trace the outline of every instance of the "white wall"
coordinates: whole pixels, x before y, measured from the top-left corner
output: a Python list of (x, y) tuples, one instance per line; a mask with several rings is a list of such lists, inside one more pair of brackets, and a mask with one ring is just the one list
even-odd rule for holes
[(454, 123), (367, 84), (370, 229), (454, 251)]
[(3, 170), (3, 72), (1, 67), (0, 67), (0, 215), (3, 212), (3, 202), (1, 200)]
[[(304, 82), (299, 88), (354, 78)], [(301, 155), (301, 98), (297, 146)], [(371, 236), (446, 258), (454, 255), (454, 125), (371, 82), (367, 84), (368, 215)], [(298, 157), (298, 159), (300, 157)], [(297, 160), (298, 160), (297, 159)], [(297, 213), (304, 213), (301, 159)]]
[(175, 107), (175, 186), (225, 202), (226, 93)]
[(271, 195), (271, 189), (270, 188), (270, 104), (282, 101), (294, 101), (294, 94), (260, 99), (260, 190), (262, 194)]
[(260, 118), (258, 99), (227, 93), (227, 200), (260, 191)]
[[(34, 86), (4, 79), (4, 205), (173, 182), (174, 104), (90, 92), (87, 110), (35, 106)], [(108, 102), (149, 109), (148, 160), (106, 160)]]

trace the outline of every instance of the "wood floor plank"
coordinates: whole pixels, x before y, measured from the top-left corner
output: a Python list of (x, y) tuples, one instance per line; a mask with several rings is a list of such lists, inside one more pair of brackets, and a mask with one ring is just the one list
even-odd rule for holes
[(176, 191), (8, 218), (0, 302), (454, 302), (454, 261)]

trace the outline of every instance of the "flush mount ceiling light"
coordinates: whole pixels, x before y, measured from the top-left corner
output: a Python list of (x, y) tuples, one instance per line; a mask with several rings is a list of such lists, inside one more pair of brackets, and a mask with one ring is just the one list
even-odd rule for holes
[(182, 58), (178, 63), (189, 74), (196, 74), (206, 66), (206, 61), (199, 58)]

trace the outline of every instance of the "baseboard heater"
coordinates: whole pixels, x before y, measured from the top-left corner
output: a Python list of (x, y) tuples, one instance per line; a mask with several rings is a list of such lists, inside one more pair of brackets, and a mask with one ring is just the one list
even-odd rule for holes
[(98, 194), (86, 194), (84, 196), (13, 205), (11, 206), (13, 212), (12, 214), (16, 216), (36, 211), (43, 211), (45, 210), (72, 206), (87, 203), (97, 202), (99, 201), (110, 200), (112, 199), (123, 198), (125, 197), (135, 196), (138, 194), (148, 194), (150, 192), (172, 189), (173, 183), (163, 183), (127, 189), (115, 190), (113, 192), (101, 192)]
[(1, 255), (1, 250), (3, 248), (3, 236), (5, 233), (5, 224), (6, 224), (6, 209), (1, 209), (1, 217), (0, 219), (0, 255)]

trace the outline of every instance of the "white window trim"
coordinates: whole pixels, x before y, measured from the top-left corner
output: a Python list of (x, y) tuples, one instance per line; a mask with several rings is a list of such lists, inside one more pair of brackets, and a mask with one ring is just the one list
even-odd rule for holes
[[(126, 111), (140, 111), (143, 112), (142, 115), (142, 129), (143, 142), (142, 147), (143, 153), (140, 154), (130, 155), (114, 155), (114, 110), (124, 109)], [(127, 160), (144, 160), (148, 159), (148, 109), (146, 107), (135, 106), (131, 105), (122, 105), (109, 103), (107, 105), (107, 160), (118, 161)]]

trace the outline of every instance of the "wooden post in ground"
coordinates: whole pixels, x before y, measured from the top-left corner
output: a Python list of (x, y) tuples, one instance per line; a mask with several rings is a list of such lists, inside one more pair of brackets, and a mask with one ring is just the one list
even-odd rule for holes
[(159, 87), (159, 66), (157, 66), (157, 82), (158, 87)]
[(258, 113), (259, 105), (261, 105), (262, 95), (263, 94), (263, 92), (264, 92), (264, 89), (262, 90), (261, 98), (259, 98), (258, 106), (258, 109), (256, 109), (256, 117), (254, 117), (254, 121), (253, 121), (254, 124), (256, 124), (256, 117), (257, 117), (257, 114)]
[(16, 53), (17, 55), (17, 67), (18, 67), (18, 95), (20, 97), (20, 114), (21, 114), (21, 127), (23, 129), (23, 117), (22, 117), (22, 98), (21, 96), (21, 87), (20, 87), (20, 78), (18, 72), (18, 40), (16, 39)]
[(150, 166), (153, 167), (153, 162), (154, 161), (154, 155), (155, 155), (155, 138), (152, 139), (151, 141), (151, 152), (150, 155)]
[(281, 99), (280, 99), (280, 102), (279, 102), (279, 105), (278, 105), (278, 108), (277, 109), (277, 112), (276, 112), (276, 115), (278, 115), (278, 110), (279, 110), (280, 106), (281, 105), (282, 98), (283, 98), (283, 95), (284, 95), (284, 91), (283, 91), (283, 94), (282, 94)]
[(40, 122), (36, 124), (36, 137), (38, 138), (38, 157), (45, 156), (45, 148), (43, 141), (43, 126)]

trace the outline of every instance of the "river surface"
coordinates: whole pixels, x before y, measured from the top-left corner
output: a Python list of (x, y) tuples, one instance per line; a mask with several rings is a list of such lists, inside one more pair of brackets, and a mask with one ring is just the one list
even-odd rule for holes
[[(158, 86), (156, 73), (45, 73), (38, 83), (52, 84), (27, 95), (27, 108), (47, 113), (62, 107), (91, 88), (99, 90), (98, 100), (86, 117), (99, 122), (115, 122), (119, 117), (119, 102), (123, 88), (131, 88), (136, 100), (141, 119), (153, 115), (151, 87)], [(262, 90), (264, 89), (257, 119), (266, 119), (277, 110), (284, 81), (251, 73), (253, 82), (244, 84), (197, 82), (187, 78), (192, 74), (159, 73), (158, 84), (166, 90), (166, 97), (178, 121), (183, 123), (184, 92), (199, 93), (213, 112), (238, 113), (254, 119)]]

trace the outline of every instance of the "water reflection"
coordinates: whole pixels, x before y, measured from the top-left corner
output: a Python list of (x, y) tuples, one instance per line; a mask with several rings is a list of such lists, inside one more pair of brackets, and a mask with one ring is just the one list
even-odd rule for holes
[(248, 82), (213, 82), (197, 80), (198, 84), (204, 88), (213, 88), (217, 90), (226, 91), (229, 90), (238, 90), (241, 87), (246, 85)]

=-=-=

WHAT IS ASKED >> In how many lines of the material does the string "white" occur? Give only the number.

CORRECT OUTPUT >> 2